+++ PROVIDED RECORDS

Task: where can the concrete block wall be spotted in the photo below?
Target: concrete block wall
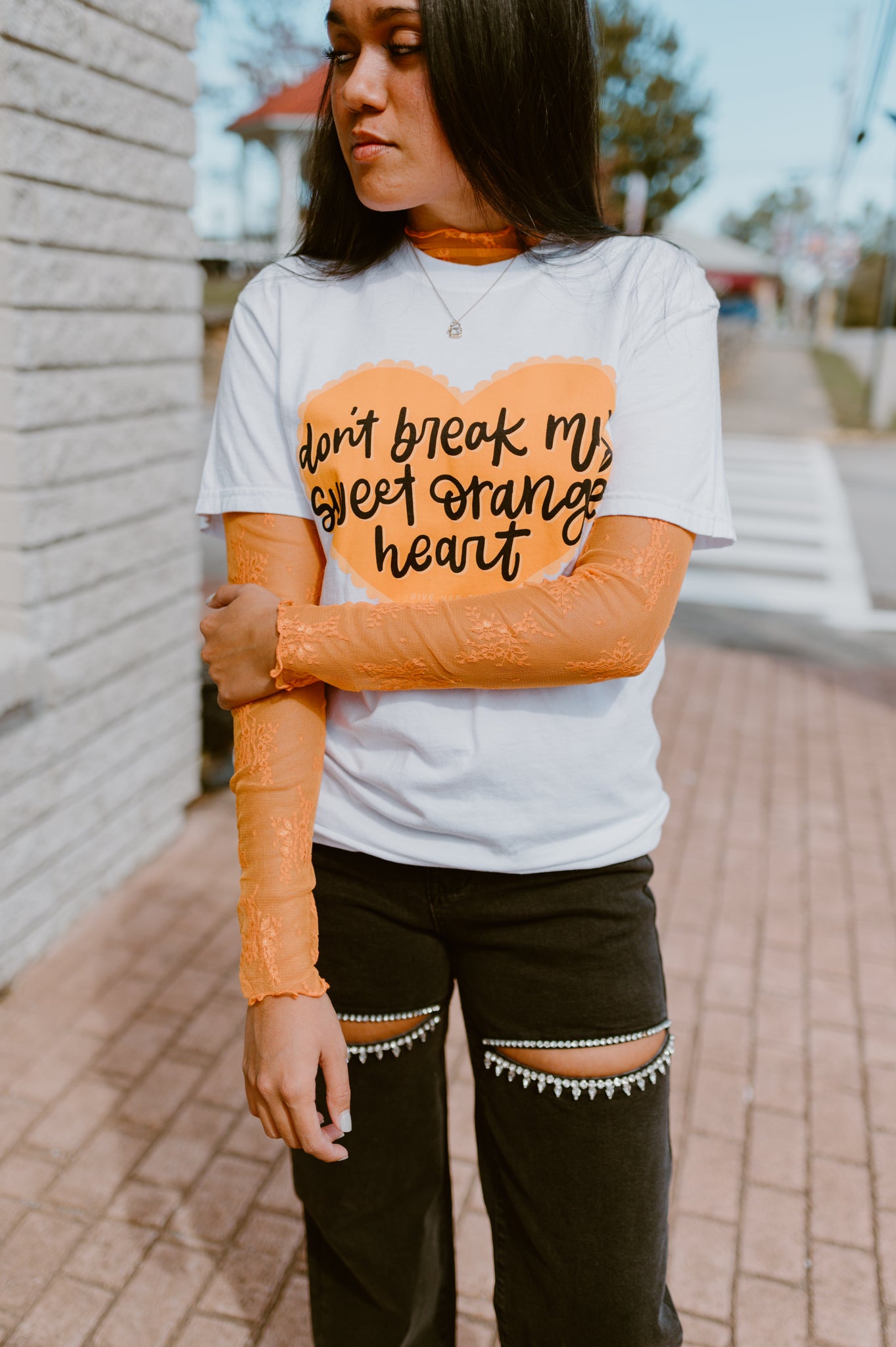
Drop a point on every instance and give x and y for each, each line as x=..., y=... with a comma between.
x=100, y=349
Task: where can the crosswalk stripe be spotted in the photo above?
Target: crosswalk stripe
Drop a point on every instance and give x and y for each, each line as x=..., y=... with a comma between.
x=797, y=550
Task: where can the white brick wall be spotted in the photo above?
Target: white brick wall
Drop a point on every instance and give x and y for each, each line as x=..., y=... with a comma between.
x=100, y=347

++++++
+++ PROVIDED RECORDS

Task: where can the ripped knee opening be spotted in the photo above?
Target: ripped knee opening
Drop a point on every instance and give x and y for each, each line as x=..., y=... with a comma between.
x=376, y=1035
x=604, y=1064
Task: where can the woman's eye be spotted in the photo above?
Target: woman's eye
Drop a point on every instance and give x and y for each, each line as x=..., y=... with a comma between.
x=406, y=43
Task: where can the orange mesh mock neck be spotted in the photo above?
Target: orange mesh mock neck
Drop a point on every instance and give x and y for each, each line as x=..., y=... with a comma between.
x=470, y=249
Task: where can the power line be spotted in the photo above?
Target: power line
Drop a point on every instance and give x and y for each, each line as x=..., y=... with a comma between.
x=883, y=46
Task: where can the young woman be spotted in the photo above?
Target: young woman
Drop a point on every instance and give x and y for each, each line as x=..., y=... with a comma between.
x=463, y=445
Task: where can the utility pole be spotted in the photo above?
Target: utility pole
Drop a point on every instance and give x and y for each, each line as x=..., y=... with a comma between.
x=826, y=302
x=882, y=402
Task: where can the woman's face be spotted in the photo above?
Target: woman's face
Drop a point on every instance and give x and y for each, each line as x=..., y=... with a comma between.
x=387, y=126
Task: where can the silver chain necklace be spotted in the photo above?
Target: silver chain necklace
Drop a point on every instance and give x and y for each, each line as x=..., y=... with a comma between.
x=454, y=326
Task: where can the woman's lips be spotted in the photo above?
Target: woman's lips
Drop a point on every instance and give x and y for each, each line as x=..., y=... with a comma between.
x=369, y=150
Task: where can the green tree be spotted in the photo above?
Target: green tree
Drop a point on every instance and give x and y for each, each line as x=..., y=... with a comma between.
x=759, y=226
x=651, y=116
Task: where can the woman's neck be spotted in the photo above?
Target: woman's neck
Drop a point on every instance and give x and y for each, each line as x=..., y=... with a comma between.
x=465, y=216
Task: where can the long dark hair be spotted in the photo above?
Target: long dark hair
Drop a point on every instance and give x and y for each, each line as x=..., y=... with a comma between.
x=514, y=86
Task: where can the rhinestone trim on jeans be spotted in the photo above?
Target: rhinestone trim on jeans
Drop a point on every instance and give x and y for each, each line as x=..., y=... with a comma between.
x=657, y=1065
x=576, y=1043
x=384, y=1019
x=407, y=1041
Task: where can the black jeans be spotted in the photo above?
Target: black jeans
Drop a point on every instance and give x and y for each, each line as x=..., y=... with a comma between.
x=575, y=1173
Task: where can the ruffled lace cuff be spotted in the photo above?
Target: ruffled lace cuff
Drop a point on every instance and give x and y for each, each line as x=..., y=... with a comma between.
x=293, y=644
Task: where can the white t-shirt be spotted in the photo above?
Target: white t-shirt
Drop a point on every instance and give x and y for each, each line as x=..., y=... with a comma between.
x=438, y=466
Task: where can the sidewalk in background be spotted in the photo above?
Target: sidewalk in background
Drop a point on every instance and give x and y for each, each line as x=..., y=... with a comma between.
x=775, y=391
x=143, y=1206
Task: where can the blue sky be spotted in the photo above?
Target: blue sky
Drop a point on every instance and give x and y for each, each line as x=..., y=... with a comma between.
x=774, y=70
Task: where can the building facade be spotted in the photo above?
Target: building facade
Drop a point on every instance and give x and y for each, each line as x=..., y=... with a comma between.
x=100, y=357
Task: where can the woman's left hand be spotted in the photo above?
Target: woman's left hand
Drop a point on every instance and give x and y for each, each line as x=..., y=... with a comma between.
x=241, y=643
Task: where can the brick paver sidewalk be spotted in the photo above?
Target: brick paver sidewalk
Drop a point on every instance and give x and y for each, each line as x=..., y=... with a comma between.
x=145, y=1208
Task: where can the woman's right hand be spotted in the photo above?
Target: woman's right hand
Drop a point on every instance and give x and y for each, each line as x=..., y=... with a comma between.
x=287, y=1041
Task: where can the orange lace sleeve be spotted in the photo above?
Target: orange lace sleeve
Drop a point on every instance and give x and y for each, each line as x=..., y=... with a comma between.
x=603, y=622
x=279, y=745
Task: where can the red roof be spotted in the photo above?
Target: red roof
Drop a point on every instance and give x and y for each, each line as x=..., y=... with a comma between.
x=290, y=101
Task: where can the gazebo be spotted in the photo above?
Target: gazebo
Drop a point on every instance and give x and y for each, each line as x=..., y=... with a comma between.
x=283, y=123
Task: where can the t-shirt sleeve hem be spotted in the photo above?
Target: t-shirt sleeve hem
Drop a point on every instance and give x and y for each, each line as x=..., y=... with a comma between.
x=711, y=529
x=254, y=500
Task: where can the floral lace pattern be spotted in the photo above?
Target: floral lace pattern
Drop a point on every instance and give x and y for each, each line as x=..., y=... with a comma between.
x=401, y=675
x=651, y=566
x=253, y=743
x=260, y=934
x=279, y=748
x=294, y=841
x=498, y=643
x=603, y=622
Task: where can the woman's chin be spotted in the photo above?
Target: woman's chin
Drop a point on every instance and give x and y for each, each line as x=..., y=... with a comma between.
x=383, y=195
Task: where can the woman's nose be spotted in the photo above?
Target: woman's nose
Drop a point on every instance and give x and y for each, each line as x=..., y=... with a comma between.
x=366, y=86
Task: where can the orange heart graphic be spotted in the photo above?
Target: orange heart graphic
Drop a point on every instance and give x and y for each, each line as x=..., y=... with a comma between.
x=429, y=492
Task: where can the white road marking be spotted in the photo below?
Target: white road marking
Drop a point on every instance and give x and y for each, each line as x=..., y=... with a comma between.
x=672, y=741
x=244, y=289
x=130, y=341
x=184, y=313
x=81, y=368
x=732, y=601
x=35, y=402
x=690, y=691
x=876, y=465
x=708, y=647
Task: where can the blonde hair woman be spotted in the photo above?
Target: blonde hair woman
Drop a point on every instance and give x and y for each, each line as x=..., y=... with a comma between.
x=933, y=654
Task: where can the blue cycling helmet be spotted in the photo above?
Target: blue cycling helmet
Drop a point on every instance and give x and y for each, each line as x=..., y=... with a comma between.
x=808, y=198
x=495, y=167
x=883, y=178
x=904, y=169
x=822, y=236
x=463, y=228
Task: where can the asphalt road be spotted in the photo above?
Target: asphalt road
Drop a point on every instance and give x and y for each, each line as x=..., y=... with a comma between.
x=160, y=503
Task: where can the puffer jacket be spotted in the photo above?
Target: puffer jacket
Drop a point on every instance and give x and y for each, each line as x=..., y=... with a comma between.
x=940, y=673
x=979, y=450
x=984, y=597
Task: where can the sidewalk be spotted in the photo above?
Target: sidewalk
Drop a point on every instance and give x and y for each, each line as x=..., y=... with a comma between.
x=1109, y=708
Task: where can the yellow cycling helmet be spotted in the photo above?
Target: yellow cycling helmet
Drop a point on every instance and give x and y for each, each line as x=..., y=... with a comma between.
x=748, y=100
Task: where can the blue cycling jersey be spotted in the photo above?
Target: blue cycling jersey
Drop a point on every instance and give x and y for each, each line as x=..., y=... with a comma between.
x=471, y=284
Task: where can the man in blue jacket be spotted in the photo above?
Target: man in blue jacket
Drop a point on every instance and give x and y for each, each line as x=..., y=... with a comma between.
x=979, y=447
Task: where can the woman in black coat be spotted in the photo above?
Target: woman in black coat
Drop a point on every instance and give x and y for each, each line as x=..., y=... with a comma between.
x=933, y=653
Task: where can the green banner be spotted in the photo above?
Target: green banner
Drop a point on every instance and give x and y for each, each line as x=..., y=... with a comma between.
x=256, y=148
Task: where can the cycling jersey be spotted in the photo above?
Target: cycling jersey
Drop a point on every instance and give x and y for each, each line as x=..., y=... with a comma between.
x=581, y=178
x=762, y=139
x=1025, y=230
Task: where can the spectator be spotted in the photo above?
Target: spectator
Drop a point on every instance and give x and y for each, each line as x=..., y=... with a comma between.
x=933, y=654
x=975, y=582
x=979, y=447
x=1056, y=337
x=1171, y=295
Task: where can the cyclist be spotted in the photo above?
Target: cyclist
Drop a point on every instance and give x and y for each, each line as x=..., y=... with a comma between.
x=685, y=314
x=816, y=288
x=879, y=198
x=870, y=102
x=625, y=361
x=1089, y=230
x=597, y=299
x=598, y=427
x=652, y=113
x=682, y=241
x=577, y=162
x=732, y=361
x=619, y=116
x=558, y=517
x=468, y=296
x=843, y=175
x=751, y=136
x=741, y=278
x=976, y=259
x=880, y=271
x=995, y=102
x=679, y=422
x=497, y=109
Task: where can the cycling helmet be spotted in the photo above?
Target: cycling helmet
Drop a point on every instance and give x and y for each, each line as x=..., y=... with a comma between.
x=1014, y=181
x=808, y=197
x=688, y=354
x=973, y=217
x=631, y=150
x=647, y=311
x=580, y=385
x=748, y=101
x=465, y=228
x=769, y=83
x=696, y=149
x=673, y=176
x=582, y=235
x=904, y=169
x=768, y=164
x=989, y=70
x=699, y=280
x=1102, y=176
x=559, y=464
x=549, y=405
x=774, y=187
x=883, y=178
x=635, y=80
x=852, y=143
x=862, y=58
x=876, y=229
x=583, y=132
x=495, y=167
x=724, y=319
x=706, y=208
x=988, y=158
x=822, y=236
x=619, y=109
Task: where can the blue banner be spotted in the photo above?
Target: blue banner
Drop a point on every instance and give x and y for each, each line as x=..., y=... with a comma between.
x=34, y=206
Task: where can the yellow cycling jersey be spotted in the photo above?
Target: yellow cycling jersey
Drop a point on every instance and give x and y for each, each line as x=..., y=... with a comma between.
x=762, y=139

++++++

WHAT THE TASK REQUIRES :: Tally the lines of the records above that contain the string "coat" and give only that number.

SOLUTION FOR THIS PROBLEM :: 2